*Énoncé de la consigne:* Reproduisez tout le texte sur Nisrine Erradi, depuis « Nisrine Erradi n’est » jusqu'à « lieu de passage. », en substituant « véhémence » à « frontalité ».

*** Extrait du document

Nisrine Erradi:L’interprétation comme espace intérieur

Nisrine Erradi:L’interprétation comme espace intérieur
Nisrine Erradi une actrice à la présence retenue et à la justesse intérieure.

Nisrine Erradi n’est pas de ces actrices qui imposent leur présence par la frontalité ou l’excès. Son jeu se situe ailleurs, dans une zone de retenue où l’émotion n’est jamais livrée brute, mais contenue, travaillée, intériorisée. Elle appartient à une génération d’interprètes pour lesquelles le corps n’est pas un outil de performance, mais un lieu de passage.

Formée au théâtre, Erradi a développé très tôt une relation attentive au texte et au silence. Cette double compétence dire et se taire structure l’ensemble de son travail à l’écran. Lorsqu’elle apparaît dans Adam, film présenté à Cannes, elle s’inscrit dans un dispositif exigeant, fondé sur la précision et l’écoute. Le jeu requis n’y tolère ni effet ni facilité. Tout repose sur la justesse des attitudes, sur la capacité à habiter un cadre sans le saturer.

Ce rôle marque un tournant dans son parcours. Non parce qu’il la révèle médiatiquement, mais parce qu’il affirme une méthode. Erradi y démontre une aptitude rare à s’effacer sans disparaître, à exister sans s’imposer. Le spectateur n’est jamais guidé émotionnellement ; il observe, il interprète, il projette. Cette qualité de présence, discrète mais persistante, devient l’une de ses signatures.

******
*** Enregistrements du corpus

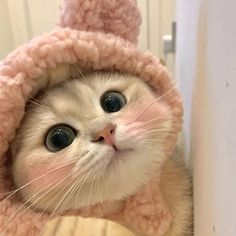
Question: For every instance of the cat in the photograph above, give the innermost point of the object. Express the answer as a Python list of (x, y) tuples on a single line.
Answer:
[(102, 139)]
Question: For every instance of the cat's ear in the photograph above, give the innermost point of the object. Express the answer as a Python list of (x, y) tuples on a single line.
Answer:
[(119, 17)]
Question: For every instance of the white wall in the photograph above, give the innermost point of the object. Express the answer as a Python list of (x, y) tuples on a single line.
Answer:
[(206, 70)]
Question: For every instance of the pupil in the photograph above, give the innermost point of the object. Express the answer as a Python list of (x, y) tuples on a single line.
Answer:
[(60, 139), (113, 103)]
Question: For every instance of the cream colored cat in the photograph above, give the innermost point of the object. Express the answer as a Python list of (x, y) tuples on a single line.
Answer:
[(102, 139)]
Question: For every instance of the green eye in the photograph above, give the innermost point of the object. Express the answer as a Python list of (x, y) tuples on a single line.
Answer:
[(113, 102), (59, 137)]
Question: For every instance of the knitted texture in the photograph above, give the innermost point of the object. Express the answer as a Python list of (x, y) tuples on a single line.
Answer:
[(99, 46)]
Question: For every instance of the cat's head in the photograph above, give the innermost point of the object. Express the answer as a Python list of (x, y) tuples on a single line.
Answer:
[(89, 140)]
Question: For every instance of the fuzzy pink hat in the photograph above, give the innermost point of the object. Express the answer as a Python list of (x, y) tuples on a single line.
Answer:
[(95, 34)]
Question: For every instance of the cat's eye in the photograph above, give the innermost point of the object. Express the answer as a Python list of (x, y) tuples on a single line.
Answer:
[(59, 138), (113, 101)]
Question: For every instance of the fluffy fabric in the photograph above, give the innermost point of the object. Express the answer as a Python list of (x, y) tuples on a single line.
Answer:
[(95, 34)]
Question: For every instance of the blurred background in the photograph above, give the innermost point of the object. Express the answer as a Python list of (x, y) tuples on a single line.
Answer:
[(200, 53)]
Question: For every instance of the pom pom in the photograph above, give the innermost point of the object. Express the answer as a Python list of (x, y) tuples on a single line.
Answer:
[(119, 17)]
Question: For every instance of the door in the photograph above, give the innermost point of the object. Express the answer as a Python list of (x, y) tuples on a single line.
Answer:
[(206, 71)]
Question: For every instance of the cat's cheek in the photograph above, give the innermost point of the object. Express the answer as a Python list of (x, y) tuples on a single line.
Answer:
[(44, 176)]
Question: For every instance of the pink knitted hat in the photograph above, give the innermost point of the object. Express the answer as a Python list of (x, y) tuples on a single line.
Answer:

******

*Réponse attendue:*
Nisrine Erradi n’est pas de ces actrices qui imposent leur présence par la véhémence ou l’excès. Son jeu se situe ailleurs, dans une zone de retenue où l’émotion n’est jamais livrée brute, mais contenue, travaillée, intériorisée. Elle appartient à une génération d’interprètes pour lesquelles le corps n’est pas un outil de performance, mais un lieu de passage.